* start *

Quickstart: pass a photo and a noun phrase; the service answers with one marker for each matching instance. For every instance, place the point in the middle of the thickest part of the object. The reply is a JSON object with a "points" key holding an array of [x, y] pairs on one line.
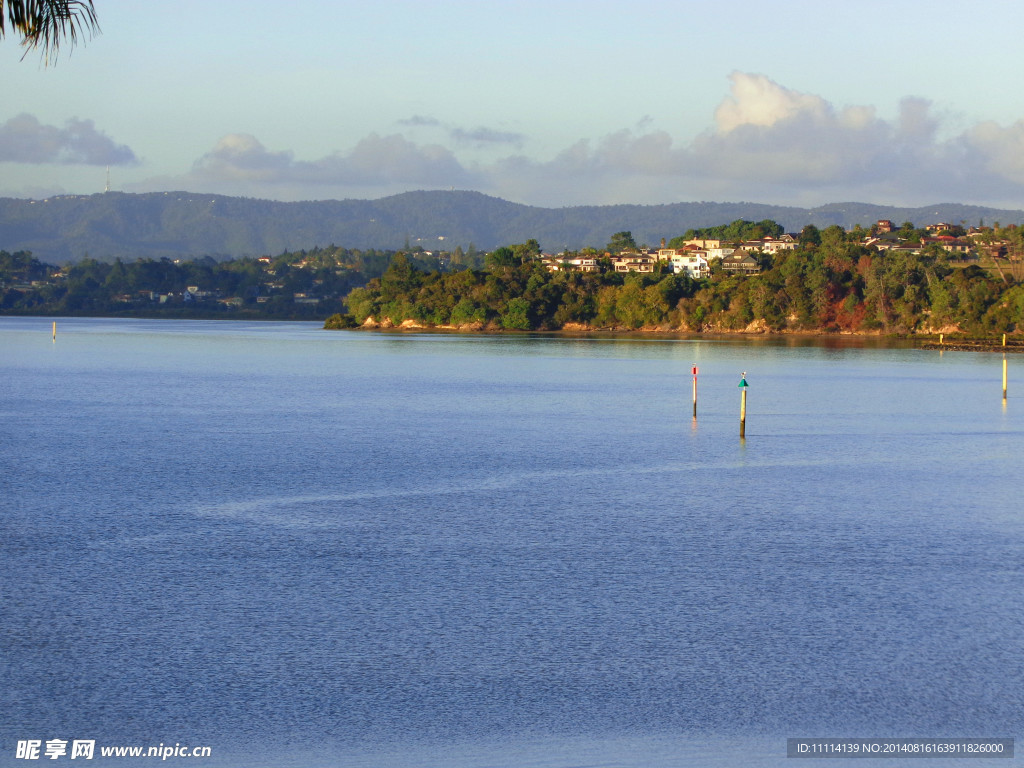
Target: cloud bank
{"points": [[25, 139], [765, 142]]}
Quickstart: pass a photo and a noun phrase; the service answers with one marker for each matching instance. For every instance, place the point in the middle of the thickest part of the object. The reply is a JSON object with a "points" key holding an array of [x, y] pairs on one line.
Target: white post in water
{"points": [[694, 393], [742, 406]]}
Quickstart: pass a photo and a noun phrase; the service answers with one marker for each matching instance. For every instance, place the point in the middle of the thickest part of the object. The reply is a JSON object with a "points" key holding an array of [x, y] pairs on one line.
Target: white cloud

* end *

_REQUIREMENT_
Return all the rows above word for word, leaving out the picture.

_PROBLEM SOLUTION_
Quickstart: pass a photo and a noun phrase; the service answers with one marker for each matching instance. For every instance, place the point in the middle of the thickest part of the object. The reply is a JSON object with a "points" key holding an array of [x, y] pairs on one line.
Target: cloud bank
{"points": [[25, 139], [765, 142]]}
Quickstart: pass a photo and a noun phrase; the service answers with one marker for each matching instance. For every instance, place the point in the middle of the thickest part of the object. The reply is a JSON object with a "points" key holding an array of [x, y] pairs on one line.
Target: white post in water
{"points": [[694, 393], [742, 406]]}
Quickstart: pass a photo and a noun phrase; the service answers with one marker for each matching instance. For every instance, place the point in the middle of the thickest part of the object. The reply is a JSON object with a "points" key holding an array of [x, y] pairs on one line.
Target: white cloud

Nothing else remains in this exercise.